- _EXERCISE OBJECTIVE_: Rewrite the entries from the first line through the line containing "top-left (0, 610), bottom-right (1348, 896)", inclusive, replacing "paved square" with "cobblestone plaza" and leaving everything else unchanged.

- _DATA IN THIS EXERCISE_:
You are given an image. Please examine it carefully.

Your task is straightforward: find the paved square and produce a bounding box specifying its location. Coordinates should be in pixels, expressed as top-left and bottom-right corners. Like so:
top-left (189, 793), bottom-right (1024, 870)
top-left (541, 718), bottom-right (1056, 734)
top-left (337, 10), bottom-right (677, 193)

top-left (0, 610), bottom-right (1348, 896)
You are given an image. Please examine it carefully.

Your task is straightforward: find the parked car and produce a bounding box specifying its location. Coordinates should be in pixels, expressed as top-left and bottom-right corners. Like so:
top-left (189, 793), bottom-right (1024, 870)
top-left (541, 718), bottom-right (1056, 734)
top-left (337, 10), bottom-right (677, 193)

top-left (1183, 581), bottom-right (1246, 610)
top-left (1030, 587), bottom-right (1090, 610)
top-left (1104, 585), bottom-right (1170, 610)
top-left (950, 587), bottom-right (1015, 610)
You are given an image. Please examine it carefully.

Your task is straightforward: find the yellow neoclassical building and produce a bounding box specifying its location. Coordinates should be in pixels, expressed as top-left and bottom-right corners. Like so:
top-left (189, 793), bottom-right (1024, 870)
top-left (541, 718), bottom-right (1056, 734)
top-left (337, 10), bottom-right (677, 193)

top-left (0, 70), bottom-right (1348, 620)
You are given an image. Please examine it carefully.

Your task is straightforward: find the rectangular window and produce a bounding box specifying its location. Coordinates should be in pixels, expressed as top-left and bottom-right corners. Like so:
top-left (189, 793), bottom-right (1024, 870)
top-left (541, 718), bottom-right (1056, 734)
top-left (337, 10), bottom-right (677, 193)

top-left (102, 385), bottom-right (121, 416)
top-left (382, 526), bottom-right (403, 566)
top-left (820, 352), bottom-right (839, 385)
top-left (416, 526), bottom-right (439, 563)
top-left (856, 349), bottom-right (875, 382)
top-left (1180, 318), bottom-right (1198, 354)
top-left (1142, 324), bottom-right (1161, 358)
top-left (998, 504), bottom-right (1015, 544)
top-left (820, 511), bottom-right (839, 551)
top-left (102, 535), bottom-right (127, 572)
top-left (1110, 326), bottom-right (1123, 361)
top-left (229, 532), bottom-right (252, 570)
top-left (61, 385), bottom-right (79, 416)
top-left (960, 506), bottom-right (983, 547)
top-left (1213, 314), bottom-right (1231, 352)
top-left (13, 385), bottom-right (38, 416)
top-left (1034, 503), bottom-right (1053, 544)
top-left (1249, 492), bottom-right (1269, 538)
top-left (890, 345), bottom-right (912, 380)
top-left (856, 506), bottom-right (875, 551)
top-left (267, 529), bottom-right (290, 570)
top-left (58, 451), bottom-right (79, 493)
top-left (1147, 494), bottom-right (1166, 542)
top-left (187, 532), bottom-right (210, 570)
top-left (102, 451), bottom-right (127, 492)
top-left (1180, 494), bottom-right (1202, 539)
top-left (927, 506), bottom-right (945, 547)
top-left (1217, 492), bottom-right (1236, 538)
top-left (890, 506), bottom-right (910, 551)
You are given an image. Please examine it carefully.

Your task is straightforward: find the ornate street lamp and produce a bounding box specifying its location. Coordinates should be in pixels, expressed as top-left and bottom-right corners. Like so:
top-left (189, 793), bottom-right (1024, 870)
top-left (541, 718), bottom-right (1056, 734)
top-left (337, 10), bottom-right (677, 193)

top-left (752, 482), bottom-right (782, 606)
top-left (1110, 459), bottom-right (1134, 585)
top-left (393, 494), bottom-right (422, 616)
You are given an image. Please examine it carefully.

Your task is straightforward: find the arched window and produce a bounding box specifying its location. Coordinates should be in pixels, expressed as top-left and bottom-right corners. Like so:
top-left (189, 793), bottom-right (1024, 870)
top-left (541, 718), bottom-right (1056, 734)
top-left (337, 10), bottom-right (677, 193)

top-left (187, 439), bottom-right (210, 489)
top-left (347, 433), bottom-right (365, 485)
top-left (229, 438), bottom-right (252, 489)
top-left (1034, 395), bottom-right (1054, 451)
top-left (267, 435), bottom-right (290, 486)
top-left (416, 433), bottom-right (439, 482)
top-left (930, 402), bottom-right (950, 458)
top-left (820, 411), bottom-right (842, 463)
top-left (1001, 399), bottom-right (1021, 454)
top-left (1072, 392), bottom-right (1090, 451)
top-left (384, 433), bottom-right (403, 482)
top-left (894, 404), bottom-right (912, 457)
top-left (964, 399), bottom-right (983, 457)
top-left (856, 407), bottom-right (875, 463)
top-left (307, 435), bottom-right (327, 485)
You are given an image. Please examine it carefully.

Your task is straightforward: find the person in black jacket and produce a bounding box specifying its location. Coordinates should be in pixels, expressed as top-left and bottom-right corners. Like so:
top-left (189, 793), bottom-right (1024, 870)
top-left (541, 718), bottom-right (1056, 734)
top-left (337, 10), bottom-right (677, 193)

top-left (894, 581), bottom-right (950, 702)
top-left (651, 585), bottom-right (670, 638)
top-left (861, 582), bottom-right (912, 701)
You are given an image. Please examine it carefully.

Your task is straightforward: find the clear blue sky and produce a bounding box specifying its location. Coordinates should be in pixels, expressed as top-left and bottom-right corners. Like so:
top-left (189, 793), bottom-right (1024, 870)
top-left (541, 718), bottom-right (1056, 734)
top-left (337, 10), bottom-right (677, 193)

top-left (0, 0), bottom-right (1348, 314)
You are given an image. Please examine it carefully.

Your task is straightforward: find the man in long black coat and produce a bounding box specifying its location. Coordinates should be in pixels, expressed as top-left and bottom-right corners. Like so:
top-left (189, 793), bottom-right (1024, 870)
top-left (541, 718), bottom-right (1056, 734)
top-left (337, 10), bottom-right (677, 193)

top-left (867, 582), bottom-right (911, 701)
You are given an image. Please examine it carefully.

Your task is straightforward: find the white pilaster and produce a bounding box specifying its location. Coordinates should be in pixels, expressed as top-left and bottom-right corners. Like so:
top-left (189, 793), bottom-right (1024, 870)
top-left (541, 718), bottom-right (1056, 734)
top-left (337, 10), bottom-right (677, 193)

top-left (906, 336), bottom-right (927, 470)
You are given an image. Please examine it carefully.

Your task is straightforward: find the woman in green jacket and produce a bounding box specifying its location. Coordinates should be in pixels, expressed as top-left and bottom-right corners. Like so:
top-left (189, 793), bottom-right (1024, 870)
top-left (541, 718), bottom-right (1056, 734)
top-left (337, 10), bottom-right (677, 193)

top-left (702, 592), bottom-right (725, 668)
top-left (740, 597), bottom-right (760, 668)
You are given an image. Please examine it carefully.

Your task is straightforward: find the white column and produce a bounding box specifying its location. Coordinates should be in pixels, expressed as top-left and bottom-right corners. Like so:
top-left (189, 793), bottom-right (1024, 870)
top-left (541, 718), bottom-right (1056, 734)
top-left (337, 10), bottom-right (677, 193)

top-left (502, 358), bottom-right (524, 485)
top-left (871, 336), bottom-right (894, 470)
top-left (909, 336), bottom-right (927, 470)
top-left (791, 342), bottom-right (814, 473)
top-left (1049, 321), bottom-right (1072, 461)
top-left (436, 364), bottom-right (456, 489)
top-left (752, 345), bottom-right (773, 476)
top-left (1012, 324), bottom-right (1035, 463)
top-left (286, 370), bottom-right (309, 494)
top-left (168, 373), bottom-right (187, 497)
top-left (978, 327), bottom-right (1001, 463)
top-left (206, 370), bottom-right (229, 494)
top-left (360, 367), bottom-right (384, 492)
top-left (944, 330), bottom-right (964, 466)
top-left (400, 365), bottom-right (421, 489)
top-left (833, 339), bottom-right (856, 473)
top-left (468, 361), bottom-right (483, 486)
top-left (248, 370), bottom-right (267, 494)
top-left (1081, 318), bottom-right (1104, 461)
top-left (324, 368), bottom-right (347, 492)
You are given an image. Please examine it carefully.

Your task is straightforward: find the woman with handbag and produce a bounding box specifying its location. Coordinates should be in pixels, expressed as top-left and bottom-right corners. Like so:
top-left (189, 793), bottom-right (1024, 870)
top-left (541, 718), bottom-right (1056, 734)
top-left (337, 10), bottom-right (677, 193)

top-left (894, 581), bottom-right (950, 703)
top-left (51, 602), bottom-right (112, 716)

- _EXERCISE ANSWER_:
You are given an image. Please examine it carefully.

Your task is straightforward: find the cobblestone plaza and produce a bounding box specifying its location. Coordinates should be in pixels, expressed as top-left and bottom-right corners. Like so:
top-left (189, 793), bottom-right (1024, 870)
top-left (541, 718), bottom-right (1056, 734)
top-left (337, 10), bottom-right (677, 193)

top-left (0, 610), bottom-right (1348, 896)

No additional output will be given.